Data items
◇ ◇ ◇ ◇ ◇

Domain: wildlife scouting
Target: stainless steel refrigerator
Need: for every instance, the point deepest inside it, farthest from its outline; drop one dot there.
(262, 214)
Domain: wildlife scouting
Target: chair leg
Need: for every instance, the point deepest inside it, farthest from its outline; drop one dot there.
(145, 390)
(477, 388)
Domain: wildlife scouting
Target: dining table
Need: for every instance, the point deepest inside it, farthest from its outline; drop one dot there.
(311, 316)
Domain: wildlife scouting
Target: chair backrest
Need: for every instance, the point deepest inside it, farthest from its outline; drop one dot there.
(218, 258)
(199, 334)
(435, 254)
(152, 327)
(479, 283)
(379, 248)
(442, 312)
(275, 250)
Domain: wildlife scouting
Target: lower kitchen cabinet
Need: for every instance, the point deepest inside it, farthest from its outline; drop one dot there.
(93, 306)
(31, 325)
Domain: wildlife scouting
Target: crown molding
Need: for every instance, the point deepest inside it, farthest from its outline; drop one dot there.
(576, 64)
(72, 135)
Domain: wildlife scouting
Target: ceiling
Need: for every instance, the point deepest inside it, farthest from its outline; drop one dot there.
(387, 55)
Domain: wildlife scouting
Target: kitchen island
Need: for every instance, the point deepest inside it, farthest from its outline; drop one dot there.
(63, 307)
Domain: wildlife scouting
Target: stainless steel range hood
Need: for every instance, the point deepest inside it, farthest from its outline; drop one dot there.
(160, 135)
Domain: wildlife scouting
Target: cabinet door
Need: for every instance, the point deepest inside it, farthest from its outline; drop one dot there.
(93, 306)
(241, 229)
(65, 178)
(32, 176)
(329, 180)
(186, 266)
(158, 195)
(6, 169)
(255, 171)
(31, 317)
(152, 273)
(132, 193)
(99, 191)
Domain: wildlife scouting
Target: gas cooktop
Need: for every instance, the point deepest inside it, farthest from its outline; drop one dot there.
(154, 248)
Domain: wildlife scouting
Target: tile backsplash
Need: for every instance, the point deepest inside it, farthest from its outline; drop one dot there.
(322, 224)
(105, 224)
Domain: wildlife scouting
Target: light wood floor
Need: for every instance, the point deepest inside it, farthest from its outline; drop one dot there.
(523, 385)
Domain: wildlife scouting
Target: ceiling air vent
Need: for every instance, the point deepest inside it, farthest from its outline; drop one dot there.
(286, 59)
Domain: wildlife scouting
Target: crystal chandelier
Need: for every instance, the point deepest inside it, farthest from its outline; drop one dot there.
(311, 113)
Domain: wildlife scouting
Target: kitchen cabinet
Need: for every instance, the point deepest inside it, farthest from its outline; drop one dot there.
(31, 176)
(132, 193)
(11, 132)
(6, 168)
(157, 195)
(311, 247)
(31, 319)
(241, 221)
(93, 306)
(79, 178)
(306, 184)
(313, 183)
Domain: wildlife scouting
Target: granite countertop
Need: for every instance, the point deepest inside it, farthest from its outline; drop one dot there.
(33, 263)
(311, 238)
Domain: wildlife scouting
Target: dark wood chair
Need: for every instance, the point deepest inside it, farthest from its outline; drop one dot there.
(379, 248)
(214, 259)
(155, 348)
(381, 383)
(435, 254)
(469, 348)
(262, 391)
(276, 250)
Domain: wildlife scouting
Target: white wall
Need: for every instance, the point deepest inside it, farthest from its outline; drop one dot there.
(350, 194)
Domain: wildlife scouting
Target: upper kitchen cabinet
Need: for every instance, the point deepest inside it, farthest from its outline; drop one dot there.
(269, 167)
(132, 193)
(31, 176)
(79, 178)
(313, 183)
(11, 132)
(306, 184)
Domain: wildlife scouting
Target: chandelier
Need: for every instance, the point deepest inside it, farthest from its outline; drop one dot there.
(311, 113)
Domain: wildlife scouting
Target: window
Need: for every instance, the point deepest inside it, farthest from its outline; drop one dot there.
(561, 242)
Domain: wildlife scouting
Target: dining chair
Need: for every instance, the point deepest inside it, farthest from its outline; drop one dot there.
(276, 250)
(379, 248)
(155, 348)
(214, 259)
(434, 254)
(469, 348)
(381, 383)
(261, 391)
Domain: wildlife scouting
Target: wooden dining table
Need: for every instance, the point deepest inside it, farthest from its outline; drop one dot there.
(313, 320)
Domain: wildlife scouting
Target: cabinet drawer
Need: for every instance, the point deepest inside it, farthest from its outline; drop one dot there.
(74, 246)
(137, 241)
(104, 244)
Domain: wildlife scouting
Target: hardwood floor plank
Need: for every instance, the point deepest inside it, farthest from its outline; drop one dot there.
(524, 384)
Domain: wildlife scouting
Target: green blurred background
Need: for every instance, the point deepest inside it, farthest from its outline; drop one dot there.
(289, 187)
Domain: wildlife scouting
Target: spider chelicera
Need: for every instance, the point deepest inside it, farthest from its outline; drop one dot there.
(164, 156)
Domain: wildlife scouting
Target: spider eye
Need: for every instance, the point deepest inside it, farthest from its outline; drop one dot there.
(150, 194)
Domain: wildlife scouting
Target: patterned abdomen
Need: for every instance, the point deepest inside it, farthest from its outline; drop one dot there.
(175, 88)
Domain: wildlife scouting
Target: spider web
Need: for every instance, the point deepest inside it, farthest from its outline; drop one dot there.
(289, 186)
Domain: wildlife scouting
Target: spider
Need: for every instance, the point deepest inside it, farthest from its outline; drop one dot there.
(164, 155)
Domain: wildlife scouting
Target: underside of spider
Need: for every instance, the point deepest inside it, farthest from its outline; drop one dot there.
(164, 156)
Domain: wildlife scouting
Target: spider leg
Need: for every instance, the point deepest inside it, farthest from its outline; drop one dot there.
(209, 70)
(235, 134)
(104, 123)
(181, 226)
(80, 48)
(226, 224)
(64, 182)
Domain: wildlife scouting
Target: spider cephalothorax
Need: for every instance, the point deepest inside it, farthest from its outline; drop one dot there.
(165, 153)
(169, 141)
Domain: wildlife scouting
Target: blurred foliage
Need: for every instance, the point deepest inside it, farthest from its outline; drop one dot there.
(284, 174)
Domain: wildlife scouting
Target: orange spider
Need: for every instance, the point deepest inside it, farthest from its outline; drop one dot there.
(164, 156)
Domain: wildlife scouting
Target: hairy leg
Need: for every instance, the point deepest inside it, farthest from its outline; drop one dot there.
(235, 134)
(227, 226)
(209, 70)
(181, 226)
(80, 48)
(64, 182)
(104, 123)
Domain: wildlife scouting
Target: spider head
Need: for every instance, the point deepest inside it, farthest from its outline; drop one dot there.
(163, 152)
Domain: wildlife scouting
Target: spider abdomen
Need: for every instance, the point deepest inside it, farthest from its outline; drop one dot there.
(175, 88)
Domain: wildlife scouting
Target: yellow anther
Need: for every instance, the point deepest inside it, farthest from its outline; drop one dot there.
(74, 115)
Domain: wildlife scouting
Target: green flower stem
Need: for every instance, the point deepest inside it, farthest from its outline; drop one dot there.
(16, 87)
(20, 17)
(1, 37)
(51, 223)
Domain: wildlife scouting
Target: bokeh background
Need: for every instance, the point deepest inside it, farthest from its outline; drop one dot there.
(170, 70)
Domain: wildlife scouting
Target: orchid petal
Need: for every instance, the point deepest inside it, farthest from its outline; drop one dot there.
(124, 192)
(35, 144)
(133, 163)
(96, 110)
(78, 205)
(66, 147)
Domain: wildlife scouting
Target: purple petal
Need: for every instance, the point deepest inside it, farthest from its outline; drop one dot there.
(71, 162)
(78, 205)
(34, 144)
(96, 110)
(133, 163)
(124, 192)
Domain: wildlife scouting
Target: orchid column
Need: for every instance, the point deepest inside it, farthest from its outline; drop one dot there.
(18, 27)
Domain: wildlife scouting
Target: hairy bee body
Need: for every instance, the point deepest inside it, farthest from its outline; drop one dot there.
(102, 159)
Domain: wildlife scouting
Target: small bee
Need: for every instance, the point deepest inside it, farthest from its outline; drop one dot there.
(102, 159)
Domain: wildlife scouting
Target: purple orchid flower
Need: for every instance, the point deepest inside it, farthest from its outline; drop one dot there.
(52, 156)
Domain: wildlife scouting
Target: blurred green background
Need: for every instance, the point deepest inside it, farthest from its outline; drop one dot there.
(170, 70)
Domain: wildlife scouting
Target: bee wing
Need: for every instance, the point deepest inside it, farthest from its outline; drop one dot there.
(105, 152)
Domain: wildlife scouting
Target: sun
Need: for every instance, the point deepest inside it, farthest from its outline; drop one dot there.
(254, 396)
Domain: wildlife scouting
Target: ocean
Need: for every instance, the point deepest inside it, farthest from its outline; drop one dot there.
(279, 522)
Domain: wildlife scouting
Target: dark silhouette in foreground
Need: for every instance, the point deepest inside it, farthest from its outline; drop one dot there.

◇ ◇ ◇ ◇ ◇

Exercise description
Count the lines in the entries above that contain the string "blurred", with case counting. Reply with the number alone.

Response below
3